Report each line of the material below that contains the word "TARGET", reproducing every such line in full.

DATASET EXCERPTS:
---------------

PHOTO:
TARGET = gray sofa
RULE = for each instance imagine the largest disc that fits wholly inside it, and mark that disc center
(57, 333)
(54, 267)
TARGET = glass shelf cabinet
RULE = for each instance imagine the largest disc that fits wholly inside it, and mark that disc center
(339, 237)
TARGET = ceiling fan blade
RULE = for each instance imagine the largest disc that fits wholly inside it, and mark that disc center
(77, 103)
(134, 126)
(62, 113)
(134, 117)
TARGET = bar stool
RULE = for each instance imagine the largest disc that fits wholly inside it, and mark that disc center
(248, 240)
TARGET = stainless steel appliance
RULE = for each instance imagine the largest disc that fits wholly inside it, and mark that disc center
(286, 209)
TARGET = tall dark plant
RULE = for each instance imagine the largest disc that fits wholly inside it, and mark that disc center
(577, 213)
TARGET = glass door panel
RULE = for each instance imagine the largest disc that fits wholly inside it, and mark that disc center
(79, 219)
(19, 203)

---------------

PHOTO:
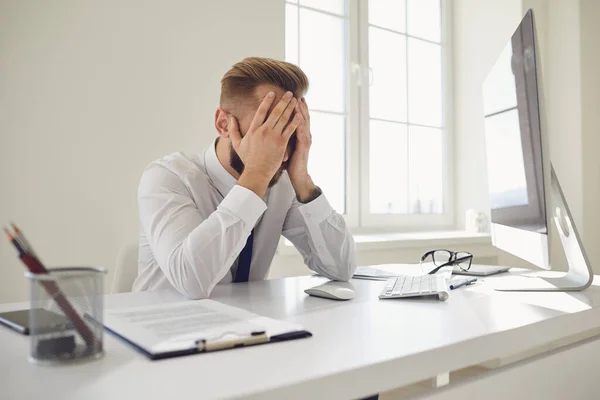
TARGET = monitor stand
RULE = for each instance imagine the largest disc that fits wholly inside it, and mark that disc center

---------------

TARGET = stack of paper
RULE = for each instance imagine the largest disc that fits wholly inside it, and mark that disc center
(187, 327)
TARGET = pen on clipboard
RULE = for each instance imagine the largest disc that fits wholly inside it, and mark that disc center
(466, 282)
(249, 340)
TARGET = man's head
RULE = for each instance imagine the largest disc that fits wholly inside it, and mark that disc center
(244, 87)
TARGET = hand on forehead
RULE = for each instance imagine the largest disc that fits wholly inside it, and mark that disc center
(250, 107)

---------------

THE RESPONSE:
TARGET = gray sofa
TARGET = glass shelf cabinet
TARGET = ceiling fan blade
TARGET = bar stool
TARGET = stainless steel appliance
TARGET = tall dark plant
TARGET = glass door panel
TARGET = monitor stand
TARGET = stack of paper
TARGET = pen on clipboard
TARGET = man's head
TARGET = hand on forehead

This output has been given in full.